:: The request ::
Output the line that contains "Check that every instance of the pile" and every line after it to the end of the entries, with nothing added or left out.

:: Rows ::
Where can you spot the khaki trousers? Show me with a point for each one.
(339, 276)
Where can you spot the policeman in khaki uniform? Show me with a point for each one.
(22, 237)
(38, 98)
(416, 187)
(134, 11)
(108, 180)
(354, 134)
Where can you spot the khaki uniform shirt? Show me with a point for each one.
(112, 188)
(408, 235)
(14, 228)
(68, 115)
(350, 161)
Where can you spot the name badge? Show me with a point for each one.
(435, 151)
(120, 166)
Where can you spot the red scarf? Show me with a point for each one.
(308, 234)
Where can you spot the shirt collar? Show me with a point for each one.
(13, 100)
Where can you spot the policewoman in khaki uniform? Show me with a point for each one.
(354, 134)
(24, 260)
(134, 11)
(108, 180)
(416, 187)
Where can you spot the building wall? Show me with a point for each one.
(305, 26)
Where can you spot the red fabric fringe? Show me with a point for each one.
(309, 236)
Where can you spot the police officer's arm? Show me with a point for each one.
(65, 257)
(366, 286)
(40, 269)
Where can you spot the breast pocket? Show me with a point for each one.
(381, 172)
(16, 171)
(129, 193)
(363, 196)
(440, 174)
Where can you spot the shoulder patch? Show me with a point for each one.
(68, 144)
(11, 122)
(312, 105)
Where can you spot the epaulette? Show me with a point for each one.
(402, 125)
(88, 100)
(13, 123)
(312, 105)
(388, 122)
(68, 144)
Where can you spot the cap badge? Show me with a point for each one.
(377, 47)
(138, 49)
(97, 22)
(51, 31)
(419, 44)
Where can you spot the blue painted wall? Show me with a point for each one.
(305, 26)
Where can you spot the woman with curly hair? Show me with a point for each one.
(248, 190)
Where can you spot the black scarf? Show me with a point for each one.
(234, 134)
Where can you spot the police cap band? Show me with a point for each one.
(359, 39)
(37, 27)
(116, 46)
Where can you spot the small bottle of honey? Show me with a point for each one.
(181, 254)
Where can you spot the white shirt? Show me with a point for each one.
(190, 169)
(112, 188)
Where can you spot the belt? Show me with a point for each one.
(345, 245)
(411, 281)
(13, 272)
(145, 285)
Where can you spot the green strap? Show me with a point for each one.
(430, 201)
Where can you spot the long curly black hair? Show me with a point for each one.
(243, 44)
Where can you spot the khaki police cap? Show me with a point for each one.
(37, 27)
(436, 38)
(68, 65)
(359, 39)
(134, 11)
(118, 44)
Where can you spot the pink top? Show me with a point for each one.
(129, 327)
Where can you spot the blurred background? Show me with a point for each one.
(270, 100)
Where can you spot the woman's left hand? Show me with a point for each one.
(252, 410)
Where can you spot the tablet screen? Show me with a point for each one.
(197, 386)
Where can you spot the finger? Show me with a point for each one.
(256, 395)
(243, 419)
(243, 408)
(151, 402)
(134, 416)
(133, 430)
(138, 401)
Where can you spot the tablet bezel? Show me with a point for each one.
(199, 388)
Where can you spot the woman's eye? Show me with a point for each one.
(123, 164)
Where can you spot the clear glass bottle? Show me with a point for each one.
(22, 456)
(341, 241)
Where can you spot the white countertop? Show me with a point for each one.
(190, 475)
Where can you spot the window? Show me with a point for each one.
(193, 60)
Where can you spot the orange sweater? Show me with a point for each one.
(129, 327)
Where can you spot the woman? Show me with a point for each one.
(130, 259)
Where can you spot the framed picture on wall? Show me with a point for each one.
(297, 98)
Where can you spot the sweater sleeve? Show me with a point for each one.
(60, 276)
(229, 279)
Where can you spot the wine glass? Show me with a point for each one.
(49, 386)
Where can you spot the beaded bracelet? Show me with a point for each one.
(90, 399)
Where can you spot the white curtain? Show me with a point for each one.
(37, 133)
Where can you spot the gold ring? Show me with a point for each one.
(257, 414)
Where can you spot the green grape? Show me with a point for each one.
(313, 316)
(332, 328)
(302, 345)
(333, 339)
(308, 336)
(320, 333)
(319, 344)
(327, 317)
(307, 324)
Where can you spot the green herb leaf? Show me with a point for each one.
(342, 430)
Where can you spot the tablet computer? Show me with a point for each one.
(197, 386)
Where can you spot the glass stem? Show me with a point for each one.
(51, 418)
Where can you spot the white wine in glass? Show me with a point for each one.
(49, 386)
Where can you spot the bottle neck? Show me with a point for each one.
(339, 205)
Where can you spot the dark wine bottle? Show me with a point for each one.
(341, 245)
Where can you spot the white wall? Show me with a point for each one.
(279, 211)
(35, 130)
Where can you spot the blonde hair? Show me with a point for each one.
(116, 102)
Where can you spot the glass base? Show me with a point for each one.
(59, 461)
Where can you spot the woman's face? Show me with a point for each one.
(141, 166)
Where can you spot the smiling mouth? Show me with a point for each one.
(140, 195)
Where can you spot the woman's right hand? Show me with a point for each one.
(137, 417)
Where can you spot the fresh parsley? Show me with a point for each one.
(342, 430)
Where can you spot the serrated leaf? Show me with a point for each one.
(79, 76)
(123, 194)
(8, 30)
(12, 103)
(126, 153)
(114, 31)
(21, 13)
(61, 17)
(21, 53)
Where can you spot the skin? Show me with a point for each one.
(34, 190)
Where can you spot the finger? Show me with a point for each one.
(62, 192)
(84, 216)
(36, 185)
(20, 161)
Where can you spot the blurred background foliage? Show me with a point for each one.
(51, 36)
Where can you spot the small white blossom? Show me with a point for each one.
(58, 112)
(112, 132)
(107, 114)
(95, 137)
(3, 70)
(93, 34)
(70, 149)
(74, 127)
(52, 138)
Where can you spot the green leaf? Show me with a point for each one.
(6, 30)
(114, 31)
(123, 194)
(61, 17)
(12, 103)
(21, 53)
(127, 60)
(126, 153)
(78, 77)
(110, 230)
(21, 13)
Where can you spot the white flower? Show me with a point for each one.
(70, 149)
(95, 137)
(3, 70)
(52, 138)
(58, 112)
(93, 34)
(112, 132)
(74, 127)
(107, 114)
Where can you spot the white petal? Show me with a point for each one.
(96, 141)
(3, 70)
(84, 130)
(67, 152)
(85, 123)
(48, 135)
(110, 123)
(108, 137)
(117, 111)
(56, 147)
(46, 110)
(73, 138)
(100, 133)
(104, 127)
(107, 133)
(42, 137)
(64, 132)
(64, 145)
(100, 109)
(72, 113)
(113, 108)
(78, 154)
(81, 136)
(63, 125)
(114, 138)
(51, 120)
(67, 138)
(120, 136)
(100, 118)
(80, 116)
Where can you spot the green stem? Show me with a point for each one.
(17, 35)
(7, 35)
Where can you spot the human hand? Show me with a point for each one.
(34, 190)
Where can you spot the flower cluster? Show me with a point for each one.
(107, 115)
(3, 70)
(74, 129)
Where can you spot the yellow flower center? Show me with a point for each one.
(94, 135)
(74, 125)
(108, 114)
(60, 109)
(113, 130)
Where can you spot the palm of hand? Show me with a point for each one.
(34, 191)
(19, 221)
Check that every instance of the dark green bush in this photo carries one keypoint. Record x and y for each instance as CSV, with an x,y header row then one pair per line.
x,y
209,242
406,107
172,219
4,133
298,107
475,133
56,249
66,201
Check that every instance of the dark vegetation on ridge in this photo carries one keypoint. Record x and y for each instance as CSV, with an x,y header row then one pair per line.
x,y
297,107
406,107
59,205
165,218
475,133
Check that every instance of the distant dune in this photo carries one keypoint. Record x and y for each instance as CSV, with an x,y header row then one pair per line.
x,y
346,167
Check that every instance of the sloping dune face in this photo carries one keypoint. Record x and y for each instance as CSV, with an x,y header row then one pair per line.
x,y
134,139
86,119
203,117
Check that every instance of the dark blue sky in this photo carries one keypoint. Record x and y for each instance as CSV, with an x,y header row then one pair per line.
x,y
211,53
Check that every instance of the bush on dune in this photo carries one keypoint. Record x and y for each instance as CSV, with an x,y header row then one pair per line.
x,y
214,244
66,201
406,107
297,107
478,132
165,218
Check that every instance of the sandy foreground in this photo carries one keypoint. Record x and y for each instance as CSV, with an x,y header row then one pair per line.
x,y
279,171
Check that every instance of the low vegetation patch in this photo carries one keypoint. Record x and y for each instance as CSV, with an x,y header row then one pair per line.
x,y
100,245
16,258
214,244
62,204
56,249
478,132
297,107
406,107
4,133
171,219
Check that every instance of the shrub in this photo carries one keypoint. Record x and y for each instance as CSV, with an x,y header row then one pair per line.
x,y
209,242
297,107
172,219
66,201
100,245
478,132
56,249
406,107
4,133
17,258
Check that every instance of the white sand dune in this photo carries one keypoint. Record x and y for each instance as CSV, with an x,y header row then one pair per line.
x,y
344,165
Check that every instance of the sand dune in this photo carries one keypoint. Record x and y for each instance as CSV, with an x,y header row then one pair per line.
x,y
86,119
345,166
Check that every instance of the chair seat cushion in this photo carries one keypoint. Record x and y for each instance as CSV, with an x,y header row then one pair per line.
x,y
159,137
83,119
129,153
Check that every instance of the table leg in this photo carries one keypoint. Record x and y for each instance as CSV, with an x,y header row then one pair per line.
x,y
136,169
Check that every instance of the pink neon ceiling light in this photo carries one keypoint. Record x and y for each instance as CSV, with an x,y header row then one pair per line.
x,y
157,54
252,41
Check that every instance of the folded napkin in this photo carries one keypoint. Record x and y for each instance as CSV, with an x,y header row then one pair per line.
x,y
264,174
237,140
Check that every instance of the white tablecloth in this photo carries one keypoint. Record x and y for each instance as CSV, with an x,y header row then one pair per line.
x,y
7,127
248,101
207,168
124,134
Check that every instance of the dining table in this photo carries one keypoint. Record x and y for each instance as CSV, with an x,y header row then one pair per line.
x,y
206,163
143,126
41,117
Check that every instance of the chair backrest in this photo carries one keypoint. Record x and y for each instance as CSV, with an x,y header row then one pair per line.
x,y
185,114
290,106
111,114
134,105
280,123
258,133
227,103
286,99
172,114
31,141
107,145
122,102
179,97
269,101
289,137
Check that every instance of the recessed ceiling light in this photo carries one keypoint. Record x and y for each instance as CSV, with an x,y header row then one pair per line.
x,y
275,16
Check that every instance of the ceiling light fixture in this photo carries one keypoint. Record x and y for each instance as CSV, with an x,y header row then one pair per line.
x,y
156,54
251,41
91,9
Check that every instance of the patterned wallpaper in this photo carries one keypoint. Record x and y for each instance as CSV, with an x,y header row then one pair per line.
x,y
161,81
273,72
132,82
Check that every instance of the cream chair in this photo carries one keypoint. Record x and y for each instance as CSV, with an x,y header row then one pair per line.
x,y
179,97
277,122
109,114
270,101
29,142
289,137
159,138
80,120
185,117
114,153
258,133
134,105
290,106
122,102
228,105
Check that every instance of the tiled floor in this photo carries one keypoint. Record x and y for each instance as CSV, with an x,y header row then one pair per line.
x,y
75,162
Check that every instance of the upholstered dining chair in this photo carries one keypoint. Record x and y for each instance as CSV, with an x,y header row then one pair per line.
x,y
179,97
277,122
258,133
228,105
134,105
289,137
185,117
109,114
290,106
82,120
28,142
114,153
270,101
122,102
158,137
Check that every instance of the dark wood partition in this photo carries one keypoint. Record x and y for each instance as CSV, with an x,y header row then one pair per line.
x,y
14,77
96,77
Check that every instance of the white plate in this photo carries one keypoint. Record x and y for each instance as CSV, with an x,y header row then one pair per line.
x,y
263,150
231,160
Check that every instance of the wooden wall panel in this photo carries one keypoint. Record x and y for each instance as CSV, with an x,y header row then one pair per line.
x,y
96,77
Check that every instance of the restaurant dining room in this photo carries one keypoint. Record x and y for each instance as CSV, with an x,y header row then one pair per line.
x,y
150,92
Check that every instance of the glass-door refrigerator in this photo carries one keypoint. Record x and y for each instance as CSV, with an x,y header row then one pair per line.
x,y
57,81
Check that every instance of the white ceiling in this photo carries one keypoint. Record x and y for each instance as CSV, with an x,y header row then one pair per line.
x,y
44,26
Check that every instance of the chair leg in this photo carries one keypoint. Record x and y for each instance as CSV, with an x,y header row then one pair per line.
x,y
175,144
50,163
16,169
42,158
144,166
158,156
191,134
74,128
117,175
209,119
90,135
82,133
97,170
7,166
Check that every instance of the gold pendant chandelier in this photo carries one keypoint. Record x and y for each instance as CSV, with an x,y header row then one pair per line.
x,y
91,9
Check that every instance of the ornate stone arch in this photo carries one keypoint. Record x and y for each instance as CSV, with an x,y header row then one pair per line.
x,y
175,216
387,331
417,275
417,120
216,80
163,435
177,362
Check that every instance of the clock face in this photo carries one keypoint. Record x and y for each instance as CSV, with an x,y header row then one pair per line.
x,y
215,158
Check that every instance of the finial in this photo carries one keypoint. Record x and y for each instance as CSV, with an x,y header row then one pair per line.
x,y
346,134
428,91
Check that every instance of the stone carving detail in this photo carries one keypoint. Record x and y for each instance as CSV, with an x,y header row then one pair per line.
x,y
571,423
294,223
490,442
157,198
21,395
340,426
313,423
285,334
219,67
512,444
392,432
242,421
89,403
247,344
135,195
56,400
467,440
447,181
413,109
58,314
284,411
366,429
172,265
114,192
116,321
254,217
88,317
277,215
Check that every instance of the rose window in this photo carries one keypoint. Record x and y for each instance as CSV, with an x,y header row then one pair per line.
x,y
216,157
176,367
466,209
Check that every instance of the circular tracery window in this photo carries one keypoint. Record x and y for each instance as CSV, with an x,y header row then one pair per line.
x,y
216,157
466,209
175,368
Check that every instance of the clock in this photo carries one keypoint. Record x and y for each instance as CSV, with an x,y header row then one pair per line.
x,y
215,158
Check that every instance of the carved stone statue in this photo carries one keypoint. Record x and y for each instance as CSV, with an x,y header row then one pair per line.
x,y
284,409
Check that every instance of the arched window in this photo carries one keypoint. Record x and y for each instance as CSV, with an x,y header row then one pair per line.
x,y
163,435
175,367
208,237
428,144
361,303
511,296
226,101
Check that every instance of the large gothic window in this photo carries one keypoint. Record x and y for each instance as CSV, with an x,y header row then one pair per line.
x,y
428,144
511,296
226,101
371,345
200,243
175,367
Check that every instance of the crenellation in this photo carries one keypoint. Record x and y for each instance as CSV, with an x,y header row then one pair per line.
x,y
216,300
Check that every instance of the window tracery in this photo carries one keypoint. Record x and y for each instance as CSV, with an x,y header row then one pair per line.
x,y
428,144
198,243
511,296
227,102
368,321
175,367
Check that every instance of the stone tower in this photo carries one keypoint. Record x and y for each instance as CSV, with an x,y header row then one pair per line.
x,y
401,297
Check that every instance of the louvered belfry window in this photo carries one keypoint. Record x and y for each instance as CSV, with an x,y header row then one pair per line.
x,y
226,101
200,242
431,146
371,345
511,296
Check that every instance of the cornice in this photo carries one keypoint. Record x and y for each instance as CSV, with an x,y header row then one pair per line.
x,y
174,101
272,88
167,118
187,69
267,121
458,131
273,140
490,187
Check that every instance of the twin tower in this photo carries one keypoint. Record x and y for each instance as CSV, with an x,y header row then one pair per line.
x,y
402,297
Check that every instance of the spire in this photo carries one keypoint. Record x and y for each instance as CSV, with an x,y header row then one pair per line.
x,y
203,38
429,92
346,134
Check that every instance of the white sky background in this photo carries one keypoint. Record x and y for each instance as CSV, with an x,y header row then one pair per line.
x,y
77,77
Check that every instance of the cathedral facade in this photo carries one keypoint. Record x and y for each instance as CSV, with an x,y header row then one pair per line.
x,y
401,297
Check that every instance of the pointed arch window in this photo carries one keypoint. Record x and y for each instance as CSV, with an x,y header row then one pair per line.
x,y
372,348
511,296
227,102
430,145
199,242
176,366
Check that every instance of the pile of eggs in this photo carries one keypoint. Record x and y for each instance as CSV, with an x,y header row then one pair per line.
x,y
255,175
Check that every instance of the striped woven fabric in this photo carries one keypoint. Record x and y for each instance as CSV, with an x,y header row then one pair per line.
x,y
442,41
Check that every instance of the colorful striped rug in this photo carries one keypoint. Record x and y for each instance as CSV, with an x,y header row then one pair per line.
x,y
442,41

:: Result of the exercise ::
Check that every instance of the pile of eggs in this photo carries one keypoint. Record x and y for each instance as CSV, with an x,y header row then one pair per line.
x,y
255,175
Check that every instance of the striped woven fabric in this photo carries one keypoint. Record x and y for each instance as CSV, with an x,y header row then one pair per line.
x,y
442,41
Check that every instance of the colorful striped rug in this photo carries one keypoint. Record x and y for each instance as CSV, with an x,y header row then one pair per line.
x,y
442,41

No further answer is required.